**The problem**
Down to the last line, the material below should be reproduced exactly.
** Opening Supplied records block **
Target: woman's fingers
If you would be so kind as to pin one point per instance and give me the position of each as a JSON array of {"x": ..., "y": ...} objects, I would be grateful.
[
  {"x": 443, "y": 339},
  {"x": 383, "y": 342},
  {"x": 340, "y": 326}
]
** Closing Supplied records block **
**Your solution**
Target: woman's fingers
If you would be so kind as to pin one point per instance and give me the position of each as a JSON array of {"x": ..., "y": ...} objects, I would be grateful.
[
  {"x": 443, "y": 339},
  {"x": 383, "y": 342},
  {"x": 340, "y": 326}
]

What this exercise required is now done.